■ **Problem to work on**
In the entries below, find the line with "of the weathered" and the line with "of the rocky". Reproduce those two lines and every line between them exactly, and nothing more.
◇ ◇ ◇ ◇ ◇ ◇ ◇
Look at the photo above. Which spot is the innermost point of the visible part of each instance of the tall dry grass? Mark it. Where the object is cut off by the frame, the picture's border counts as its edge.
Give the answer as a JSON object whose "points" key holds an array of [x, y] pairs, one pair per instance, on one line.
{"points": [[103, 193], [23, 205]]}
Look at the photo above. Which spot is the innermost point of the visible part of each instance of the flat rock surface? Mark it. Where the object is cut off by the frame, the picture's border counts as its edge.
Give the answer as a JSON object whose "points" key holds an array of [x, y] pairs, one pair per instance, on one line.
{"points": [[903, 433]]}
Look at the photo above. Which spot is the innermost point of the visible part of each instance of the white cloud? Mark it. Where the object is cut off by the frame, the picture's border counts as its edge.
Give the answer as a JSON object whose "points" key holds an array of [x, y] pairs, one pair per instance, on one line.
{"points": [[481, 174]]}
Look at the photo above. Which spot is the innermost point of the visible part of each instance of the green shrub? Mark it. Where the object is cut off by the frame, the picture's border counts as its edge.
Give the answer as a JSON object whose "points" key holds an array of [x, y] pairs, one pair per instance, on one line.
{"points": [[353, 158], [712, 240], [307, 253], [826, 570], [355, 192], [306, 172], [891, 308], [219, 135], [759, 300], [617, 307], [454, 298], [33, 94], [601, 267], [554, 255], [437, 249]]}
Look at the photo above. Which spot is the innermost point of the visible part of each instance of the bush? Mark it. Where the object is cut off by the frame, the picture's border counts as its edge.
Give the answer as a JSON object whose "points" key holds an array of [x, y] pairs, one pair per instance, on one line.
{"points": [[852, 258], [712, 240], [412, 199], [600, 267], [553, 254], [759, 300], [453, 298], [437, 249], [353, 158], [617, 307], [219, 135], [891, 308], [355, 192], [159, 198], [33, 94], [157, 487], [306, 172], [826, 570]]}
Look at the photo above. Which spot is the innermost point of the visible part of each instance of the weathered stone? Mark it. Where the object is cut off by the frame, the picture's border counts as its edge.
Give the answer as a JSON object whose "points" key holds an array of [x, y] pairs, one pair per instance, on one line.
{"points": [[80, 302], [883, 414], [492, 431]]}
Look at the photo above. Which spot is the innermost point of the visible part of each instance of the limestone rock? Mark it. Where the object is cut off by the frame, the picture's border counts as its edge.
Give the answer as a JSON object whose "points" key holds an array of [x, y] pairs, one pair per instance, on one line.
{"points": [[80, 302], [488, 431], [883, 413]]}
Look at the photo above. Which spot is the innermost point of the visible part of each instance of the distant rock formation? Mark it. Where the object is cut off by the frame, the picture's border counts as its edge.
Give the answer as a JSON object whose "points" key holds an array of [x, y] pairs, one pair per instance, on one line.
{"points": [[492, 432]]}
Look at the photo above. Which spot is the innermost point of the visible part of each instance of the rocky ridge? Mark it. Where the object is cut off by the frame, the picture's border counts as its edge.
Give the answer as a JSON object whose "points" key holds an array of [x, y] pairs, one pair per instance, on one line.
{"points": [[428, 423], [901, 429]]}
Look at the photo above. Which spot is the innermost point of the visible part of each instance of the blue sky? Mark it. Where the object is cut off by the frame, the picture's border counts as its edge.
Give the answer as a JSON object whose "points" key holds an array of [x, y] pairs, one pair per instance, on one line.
◇ ◇ ◇ ◇ ◇ ◇ ◇
■ **Answer for the task**
Look at the photo above. Which spot is the innermost point of the visible part of each instance of the weathered stone? Mark it. Where the object is cut off by the frame, the picture's border counts as its edge.
Give the answer as a JSON object whose "points" key holds an array of [x, y] pairs, one pair per instance, on one line.
{"points": [[80, 302], [883, 414], [492, 431]]}
Look at the photo above. Which spot is the innermost point of the visible part of each instance of the limestone rock? Mark it. Where the object is cut off by the frame, the picture's border counts as its edge.
Give the answer as a JSON object whose "points" key holds an array of [x, y] pairs, one pair per instance, on one line.
{"points": [[80, 302], [488, 431], [883, 413]]}
Look at the photo above. Which spot is the innermost point of the visible part of each instance of the distant rock formation? Mark it. Where the object is cut off by the frame, the picture's border counts as its edge.
Give the answer as a JSON object whose "points" key holds an array of [x, y] pairs, one pair per instance, on one line.
{"points": [[492, 432]]}
Look at the photo above. Which spot is the innermost point of the visible part of each instance of the rocky ridge? Mark it. Where the object is cut off by the frame, the picture's border counts as its edge.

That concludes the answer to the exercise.